**EXERCISE REQUIREMENTS**
1. In the forum thread on travel, rewrite the paragraph beginning "Travel exhausts me" as a short bulleted list that keeps its main points.
2. In the forum thread on travel, which country does Meliodas call the best?

I'm from the U.S. and the only other country I've been to is Canada. I really need to get out more.


----------



## TTIOTBSAL (May 26, 2014)

Vinniebob said:


> hey dane's
> luv the new avatar
> it's so you


Thanks. That's the soft version.


----------



## Bijoux (Nov 7, 2016)

I'm from the U.S. and I've been to four other countries: Mexico, England, France, and Lebanon. I really want to visit more sometime soon. I love traveling. :love_heart:


----------



## aus2020 (Jun 29, 2011)

UK
Spain
Portugal
Morocco
Sweden
Finland
Norway
Netherlands
Denmark
Switzerland
Lichtenstein
Italy
Singapore
Thailand
Malaysia
USA
Canada
Mexico
Egypt
Jordan
Syria
Czech Republic
France
Monaco
Belgium
Luxembourg
Germany
Poland
UAE
New Zealand
Hong Kong
Macau

There's always the various arguments as to whether Hong Kong and Macau are actually countries or not, whether they're part of China or not. However, I don't want to get into that discussion. For the purposes of this thread, I'll say that I've been to 32 countries outside of Australia.


----------



## Handsome Dyke (Oct 4, 2012)

Just one. I stayed in France illegally for a year to be with my then-girlfriend. 

Travel exhausts me, I prefer to avoid fossil fuel usage, and I already feel unrooted in my home country (U.S), so I most likely will never visit any other countries.


----------



## Meliodas (Nov 16, 2016)

Traveled to:

Canada (3 times)

U.K. (4 times)
France
Spain
Portugal <- the best, beautiful country and lovely people
Germany (2 times)

**Source data**

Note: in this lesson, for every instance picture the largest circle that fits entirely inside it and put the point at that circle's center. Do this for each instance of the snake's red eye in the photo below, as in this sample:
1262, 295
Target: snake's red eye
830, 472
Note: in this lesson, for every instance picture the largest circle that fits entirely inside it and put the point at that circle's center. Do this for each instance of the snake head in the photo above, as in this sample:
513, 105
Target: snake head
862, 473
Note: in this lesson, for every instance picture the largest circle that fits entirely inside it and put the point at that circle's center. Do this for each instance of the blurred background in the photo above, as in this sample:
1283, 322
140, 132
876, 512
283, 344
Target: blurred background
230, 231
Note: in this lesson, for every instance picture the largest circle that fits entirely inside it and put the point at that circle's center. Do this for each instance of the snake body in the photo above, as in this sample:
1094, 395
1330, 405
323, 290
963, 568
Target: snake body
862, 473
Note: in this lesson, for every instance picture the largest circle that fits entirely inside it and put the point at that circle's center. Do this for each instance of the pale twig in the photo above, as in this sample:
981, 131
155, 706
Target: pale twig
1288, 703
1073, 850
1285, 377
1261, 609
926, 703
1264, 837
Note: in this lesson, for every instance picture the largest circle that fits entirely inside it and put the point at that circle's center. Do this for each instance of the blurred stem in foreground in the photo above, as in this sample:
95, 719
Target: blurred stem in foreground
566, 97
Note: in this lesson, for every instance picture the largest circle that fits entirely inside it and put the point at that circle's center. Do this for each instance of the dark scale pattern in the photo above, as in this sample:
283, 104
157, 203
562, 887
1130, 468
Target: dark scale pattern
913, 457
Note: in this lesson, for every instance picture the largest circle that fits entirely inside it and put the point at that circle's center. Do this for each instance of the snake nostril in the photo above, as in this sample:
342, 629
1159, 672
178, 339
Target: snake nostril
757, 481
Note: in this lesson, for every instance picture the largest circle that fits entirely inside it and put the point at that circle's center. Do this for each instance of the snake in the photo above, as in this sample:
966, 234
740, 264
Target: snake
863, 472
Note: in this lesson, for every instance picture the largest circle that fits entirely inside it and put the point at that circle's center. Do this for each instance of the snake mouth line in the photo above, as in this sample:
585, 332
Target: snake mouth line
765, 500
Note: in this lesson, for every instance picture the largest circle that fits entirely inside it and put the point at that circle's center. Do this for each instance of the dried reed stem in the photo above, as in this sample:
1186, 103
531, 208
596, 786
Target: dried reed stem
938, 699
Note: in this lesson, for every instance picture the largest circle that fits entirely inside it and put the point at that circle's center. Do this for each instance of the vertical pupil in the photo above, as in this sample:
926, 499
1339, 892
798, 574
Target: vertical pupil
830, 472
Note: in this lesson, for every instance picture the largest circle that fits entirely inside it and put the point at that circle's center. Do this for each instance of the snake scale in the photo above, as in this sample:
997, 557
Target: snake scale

**ANSWERS PER TASK**
1.
- Travel is tiring for the writer.
- The writer prefers not to use fossil fuels.
- The writer already feels unrooted in the home country, the U.S.
- The writer will most likely never visit any other countries.

2. Portugal